======== Excerpt

How ‘Warcraft’ and the Blizzard logo could define the next era of Blockbuster cinema

In less than a decade, Marvel went from licensing out their characters to one of the most formidable Hollywood movie studios.

Could the upcoming Warcraft movie send Blizzard in the same direction?

Preceding my re-watch of Star Wars: The Force Awakens (the write-up of which received a very positive response – my sincerest thanks!) was a slog of trailers that would have crumpled my geeky mind to dust ten years ago. Back-to-back previews for Captain America: Civil War, Batman V Superman: Dawn of Justice and X-Men: Apocalypse is cream dream satisfaction for most early-internet comic book fans, even if the multitude of 2016 releases is a clear sign that the curve of this caped crusader craze is about to curtail. The most underappreciated bit of media hype surrounded the Warcraft movie, due out this June as a combined production effort from Legendary Pictures and Blizzard Entertainment, the developer of the original video game franchise.

The heavily cheesy and somewhat substance-lacking footage didn’t do much to ‘wow’ the audience. Nor did the interview-heavy promo video for the flick that followed immediately after. There were two images that did leave a profound impact on me though: seeing director Duncan Jones talking on camera so cheerfully (in light of the recent passing of his father, David Bowie), and gazing at the Blizzard logo, so bold and blue on the big screen. At the moment, any opinion space that can be spared for Warcraft is spent debating whether this highest of fantasy films can disenchant the spell that stops video game movies from actually being enjoyable. Personally, I think there’s a pretty convincing case to be made that one great success for Blizzard in the cinema could signal the start of a whole new paradigm for Hollywood.

If any intellectual property could captivate an audience of moviegoers for a protracted, obsessive and unhealthily long period of time, it would be Warcraft. Every soulless movie studio has tried to rewrite the strategy guide for amassing the asses perched in cinema seats, but in terms of shaping video game movies to better resemble their thumb-twiddling counterparts, none can truly claim success. The continued struggle of traditional film companies to mine the potential box office gold of these films suggests that actual game developers should just give it a go themselves. Especially when the company in question has the ultimate crafting resource at its disposal: millions of subscription hours spent daily on re-jigging raid plans and endlessly grinding for gear.

The potential success Blizzard might have as a debut film producer lies beyond the fact that their premier product, World of Warcraft, is unabashedly the highest grossing game of all time. It's hard to deny that any title from the California developer thus far been less than ‘pretty good’, but more astounding is just how forward-thinking they’ve been with each new endeavour. Take for instance Hearthstone: Heroes of Warcraft. More than a simple online card-game spinoff, the game’s monthly $20million revenue is partly owed to the way Blizzard fostered its popularity in the larger gaming community, with mad methods such as:

  • Making waves with a recent card culling announcement, suggesting they’ve even found a winning business solution to keep the game going, as promised, for the next two decades.

================
======== Data listing

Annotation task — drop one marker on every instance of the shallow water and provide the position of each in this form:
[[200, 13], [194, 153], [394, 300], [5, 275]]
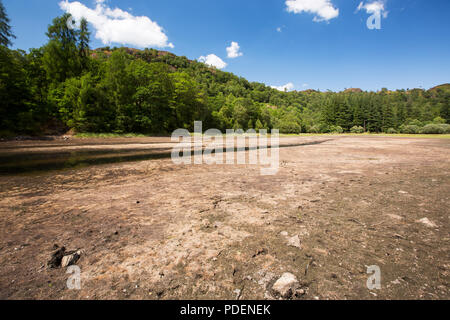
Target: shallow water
[[31, 162]]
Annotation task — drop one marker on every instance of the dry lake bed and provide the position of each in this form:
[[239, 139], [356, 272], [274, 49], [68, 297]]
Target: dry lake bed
[[146, 228]]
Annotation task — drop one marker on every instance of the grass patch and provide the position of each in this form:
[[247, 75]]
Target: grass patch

================

§ Set problem A: Decide whether each statement agrees with the article on the Warcraft movie, answering yes or no and quoting the words that settle it: (i) The Warcraft movie is a joint production of Legendary Pictures and Blizzard Entertainment. (ii) The Warcraft footage greatly impressed the audience. (iii) Hearthstone earns $20 million a month.
§ Set problem B: According to the article on the Warcraft movie, who is the film's director?
§ Set problem C: Transcribe the article on the Warcraft movie, everything from "How ‘Warcraft’ and" down to "Hollywood movie studios.".

§ Full output A:
(i) Yes: "a combined production effort from Legendary Pictures and Blizzard Entertainment"
(ii) No: "The heavily cheesy and somewhat substance-lacking footage didn’t do much to ‘wow’ the audience."
(iii) Yes: "the game’s monthly $20million revenue"

§ Full output B: Duncan Jones.

§ Full output C:
How ‘Warcraft’ and the Blizzard logo could define the next era of Blockbuster cinema

In less than a decade, Marvel went from licensing out their characters to one of the most formidable Hollywood movie studios.